### ZU LESENDER TEXT
┏━━
# Grafik Probleme



## port29 (27. Februar 2008)

Hallo Leute,

ich habe irgendwie ein Problem mit meinem Rechner. Ich habe meinen alten Rechner aufgerüstet, aber das "Problem" ist geblieben und ist auch relativ vom Game unabhängig. Also das Problem ist folgendes:

Ich spiele ein Game, auf einmal fängt alles zu stocken an, so als ob die Graka nicht genügend Leistung bringt. Ich habe da schon relativ alles ausprobiert. Mal läuft das Game (z.B. UT3 oder Bioshock) auf 1680x1050 auf den höchsten Details flüssig, wenige Minuten / Sekunden später stockt das Spiel wieder. Gleiches passiert auch auf 1024x768 auf den niedrigsten Details. Etwa das gleiche Problem hatte ich bei meinem alten System 3,7er AMD mit 2GB-DDR1 Ram und einer Gainward GF7900GT Graka. Jetzt ist in der Kiste eine E4500er CPU und 8GB-DDR2 Ram. Die Graka ist geblieben. 

Kann es sein, dass die Graka einen Defekt hat?


----------



## chmee (27. Februar 2008)

Wie sieht es mit Hintergrund-Applikationen aus ? Antivirensoftware etc..

Welches OS ? XP oder Vista ?
Netzwerkzugriffe ? Über WLAN oder Kabel ?

Du kannst ja mal während des Spiels den Taskmanager und die Lastverteilung beobachten.

mfg chmee


----------



## port29 (27. Februar 2008)

Also im Hintergrund läuft absolut nichts, kein AV Scanner, Firewall, oder ähnliches. Hab das ganze mal im Task Manager beobachtet, nur UT lastet die CPU aus. OS ist derzeit Vista Business 64Bit, vorher Windows XP 32 Bit.

Mir ist aber was anderes aufgefallen. Ich habe bei mir am Rechner zwei Monitore angeschlossen, normalerweise habe ich beim Spielen den sekundären Monitor ausgeschaltet. Diesmal habe ich ihn angelassen und den NVIDIA Monitor laufen gelassen. Gleich am Anfang kam mir ein Wert etwas komisch vor. Es wurde eine Lüftergeschwindigkeit von 5 RPM gemeldet. Der direkte Blick auf die Graka verrät jedoch, dass die RPM deutlich höher liegt. Die Idle Temperatur liegt bei rund 84-85°C.
┗━━
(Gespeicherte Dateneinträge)
┏━━
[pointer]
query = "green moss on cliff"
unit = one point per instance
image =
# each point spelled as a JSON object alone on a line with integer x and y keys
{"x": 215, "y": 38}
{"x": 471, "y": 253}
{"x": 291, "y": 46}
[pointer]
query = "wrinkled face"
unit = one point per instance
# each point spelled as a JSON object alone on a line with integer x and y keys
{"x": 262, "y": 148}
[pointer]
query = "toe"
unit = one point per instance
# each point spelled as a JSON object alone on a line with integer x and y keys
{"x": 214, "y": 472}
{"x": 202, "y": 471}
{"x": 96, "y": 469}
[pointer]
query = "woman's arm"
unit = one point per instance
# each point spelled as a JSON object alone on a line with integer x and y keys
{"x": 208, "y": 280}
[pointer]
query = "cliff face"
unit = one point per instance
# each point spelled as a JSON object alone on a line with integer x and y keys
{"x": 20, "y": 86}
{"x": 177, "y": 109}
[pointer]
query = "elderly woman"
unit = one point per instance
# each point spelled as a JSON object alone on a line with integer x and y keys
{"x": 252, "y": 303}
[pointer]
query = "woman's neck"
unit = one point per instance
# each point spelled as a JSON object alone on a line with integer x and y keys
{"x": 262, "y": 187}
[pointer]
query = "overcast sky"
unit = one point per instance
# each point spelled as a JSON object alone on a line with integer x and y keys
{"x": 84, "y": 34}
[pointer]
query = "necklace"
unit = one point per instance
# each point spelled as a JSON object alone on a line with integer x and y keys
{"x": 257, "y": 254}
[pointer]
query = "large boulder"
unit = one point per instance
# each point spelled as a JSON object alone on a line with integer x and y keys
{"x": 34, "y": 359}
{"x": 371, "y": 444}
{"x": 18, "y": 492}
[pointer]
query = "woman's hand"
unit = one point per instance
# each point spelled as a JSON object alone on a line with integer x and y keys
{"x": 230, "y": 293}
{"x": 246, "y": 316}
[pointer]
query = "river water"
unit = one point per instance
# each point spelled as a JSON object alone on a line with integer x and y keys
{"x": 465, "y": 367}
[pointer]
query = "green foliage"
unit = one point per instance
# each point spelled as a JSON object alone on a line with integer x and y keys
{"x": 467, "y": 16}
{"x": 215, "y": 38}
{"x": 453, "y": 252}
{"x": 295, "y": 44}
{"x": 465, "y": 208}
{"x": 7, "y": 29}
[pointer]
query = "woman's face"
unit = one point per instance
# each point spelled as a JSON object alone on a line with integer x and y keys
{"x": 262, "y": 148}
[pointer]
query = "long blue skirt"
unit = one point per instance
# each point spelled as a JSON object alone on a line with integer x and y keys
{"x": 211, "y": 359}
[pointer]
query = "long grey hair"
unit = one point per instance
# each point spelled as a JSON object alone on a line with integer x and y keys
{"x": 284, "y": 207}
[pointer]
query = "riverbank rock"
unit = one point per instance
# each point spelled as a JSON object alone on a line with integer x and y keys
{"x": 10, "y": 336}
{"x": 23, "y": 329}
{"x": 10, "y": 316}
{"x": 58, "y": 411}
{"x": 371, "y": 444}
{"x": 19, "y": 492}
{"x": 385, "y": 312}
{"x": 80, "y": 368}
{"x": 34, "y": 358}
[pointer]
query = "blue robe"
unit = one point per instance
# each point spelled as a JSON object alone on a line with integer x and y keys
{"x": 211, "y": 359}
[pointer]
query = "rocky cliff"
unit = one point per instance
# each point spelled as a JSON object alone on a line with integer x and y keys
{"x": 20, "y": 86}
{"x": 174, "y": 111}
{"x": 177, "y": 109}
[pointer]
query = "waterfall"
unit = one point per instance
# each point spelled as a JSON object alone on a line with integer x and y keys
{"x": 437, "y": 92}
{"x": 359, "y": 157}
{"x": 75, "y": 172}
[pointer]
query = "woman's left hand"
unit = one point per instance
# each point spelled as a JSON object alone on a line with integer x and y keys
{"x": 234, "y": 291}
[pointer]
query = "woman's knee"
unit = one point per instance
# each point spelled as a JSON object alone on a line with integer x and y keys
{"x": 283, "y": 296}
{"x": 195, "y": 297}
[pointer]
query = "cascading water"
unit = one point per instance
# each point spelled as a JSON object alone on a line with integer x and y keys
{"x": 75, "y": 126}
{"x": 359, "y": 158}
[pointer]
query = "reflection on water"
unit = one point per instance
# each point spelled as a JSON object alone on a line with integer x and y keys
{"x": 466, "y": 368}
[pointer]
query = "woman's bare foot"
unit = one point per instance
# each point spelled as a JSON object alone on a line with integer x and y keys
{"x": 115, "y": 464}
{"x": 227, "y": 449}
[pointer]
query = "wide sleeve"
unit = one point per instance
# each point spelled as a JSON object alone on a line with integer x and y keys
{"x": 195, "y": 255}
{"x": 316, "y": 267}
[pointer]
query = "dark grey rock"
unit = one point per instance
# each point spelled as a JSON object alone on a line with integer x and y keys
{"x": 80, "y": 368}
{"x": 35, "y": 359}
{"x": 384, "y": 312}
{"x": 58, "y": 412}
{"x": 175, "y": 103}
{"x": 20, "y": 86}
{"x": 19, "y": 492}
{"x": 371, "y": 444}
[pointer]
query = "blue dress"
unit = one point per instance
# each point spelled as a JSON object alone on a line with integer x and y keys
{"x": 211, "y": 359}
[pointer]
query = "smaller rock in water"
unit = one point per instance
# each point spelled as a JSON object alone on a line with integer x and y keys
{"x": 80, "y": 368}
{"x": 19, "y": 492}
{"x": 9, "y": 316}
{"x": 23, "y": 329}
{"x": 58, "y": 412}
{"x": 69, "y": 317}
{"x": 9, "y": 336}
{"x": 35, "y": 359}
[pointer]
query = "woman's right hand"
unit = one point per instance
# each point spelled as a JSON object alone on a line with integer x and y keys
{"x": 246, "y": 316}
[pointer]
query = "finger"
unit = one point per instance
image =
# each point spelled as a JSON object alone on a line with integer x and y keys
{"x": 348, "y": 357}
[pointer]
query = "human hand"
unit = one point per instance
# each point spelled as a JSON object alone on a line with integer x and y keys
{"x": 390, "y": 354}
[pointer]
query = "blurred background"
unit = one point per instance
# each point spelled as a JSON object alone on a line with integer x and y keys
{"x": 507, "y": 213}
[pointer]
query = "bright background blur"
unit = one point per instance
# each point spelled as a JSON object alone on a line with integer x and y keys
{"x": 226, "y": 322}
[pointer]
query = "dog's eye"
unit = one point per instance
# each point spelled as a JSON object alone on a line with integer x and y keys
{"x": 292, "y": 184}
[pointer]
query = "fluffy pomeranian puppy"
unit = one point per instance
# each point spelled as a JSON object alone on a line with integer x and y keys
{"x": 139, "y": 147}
┗━━
### AUFGABEN
(a) Zähle alle Hardwarekomponenten auf, die port29 im Thread über Grafikprobleme für das alte System angibt.
(b) Bei welchem Wert liegt laut dem Thread über Grafikprobleme die Idle-Temperatur der Grafikkarte?
(c) Schreibe aus dem Thread über Grafikprobleme alles von „Mir ist aber“ bis hin zu „bei rund 84-85°C.“ wortgetreu ab.

### ANTWORTEN IN REIHENFOLGE
(a) 3,7er AMD, 2GB-DDR1 Ram, Gainward GF7900GT Graka

(b) Bei rund 84-85°C.

(c)
Mir ist aber was anderes aufgefallen. Ich habe bei mir am Rechner zwei Monitore angeschlossen, normalerweise habe ich beim Spielen den sekundären Monitor ausgeschaltet. Diesmal habe ich ihn angelassen und den NVIDIA Monitor laufen gelassen. Gleich am Anfang kam mir ein Wert etwas komisch vor. Es wurde eine Lüftergeschwindigkeit von 5 RPM gemeldet. Der direkte Blick auf die Graka verrät jedoch, dass die RPM deutlich höher liegt. Die Idle Temperatur liegt bei rund 84-85°C.